Stated goal: Repeat every one of the records below word for word, without changing anything.

Records for the exercise:

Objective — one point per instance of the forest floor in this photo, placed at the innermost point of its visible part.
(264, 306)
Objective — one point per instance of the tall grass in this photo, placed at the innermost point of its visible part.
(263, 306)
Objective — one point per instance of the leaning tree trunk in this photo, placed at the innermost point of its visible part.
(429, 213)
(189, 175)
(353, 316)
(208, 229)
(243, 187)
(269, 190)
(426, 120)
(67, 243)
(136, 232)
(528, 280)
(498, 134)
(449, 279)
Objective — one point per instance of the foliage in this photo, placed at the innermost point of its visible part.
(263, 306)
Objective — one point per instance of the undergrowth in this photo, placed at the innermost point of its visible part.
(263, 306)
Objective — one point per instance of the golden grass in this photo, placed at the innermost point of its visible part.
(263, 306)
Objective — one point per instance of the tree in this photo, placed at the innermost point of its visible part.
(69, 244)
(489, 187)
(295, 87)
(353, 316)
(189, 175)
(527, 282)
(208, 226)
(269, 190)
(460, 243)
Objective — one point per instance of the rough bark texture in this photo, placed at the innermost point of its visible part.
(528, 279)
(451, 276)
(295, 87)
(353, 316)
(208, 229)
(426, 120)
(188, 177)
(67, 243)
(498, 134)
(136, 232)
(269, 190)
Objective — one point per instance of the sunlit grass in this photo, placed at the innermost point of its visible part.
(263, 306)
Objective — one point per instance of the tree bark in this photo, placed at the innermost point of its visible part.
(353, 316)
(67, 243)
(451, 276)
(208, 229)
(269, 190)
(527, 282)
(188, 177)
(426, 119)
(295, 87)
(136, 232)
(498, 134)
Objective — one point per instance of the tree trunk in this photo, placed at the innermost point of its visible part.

Response to this task:
Objective — one point per instance of the forest floor in this photo, placed at the innermost point of its visible part.
(264, 306)
Objective — one point per instance of the tall grass in this photo, placed at the innermost point of its visible part.
(263, 306)
Objective — one point per instance of the leaning tree trunk in this photo, placed at the innermost point of its visible part.
(429, 213)
(189, 175)
(353, 316)
(208, 229)
(243, 187)
(269, 190)
(426, 120)
(67, 243)
(136, 232)
(528, 280)
(498, 134)
(449, 279)
Objective — one point per instance of the foliage in this photo, placed at the innermost point of its visible part.
(263, 306)
Objective — one point per instance of the undergrowth in this photo, placed at the innermost point of its visible part.
(263, 306)
Objective — one point per instance of the golden grass in this photo, placed at the innermost point of its visible part.
(263, 306)
Objective — one point per instance of the tree in this photo, placed at the innermost point of its visible part.
(69, 244)
(489, 187)
(295, 87)
(353, 316)
(189, 175)
(527, 282)
(208, 226)
(269, 190)
(460, 243)
Objective — one point per instance of the rough bark texture in this photo, placed at the innermost point of its visible part.
(528, 279)
(451, 276)
(295, 87)
(353, 316)
(208, 229)
(426, 120)
(188, 177)
(67, 243)
(498, 134)
(136, 232)
(269, 190)
Objective — one point per instance of the sunlit grass in this photo, placed at the innermost point of its visible part.
(263, 306)
Objective — one point per instance of the tree bark in this photo, placed at the innermost point of its visible part.
(353, 316)
(67, 243)
(451, 276)
(208, 229)
(269, 190)
(527, 282)
(188, 177)
(426, 119)
(295, 87)
(136, 232)
(498, 134)
Objective — one point per instance of the tree trunk in this photo, placed at the innermost point of its visible part.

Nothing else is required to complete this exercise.